◆ Prompt
Examine the records below. Report how many of their lines contain the word "overcast", with no other content.

Photo-based referring expression data:
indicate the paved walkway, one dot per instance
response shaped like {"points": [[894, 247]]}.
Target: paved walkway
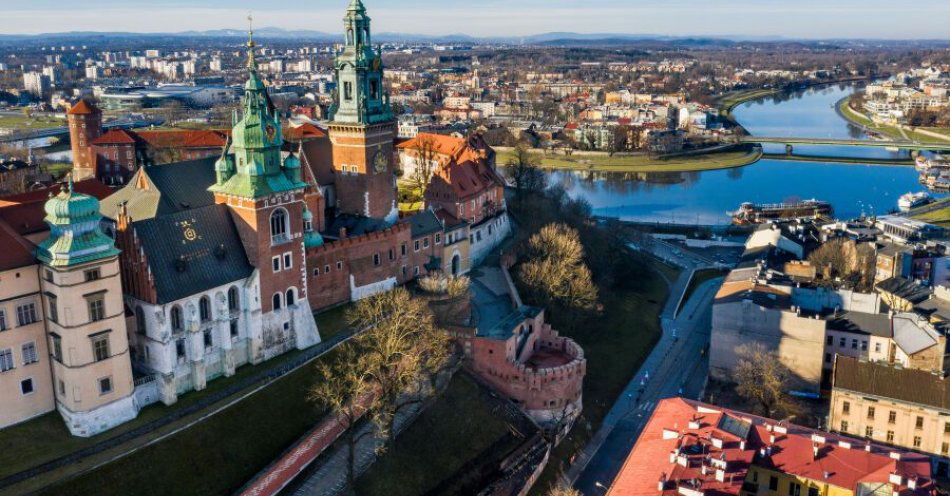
{"points": [[672, 329], [214, 403]]}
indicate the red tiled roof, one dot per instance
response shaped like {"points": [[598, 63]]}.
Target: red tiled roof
{"points": [[115, 137], [683, 436], [14, 250], [82, 107]]}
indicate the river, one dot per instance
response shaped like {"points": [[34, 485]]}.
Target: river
{"points": [[707, 197]]}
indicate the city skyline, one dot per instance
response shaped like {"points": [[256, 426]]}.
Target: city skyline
{"points": [[874, 19]]}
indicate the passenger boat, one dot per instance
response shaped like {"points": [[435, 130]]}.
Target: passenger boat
{"points": [[911, 201], [750, 213]]}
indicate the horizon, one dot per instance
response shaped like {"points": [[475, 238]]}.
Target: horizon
{"points": [[807, 20]]}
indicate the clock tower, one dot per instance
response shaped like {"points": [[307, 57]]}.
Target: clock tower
{"points": [[362, 127]]}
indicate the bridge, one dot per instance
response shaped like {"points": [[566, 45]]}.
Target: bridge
{"points": [[64, 131], [792, 140]]}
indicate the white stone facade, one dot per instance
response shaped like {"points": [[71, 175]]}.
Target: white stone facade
{"points": [[487, 235], [203, 347]]}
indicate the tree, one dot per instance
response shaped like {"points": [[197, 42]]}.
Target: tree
{"points": [[425, 162], [524, 172], [401, 350], [384, 369], [763, 379], [555, 271]]}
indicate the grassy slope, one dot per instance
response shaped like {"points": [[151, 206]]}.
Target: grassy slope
{"points": [[453, 431], [46, 438], [642, 163]]}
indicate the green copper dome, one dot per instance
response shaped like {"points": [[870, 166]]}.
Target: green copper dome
{"points": [[75, 234]]}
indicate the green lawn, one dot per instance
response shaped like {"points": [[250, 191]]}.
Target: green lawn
{"points": [[216, 456], [614, 350], [23, 122], [46, 438], [447, 436], [642, 163]]}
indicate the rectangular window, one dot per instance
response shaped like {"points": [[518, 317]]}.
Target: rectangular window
{"points": [[26, 314], [57, 348], [100, 348], [6, 360], [97, 308], [105, 385], [53, 314], [29, 353]]}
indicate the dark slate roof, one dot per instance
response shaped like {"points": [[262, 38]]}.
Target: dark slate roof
{"points": [[879, 379], [193, 251], [423, 223], [170, 188], [355, 225], [863, 323], [904, 288]]}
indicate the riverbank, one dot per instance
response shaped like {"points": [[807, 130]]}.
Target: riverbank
{"points": [[896, 132], [642, 163]]}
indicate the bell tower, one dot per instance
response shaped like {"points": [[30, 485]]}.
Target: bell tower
{"points": [[362, 127]]}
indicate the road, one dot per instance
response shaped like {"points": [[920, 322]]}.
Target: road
{"points": [[665, 379], [662, 375]]}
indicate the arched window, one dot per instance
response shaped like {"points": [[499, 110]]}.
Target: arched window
{"points": [[204, 308], [233, 302], [278, 226], [139, 320], [291, 296], [176, 318]]}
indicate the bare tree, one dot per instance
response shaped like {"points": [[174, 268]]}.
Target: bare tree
{"points": [[555, 271], [425, 162], [524, 172], [763, 379]]}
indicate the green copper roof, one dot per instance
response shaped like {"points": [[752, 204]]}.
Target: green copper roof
{"points": [[251, 165], [75, 235]]}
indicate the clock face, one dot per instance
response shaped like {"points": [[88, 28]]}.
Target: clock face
{"points": [[380, 161]]}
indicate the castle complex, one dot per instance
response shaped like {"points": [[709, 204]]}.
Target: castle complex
{"points": [[198, 266]]}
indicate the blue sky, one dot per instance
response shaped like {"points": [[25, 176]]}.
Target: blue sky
{"points": [[791, 18]]}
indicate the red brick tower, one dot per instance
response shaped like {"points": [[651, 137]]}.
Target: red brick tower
{"points": [[363, 126], [85, 125]]}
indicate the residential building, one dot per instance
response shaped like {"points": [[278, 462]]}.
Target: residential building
{"points": [[690, 448], [894, 405]]}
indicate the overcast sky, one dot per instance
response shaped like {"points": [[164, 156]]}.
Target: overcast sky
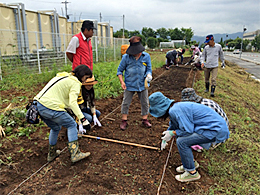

◆ Exercise answer
2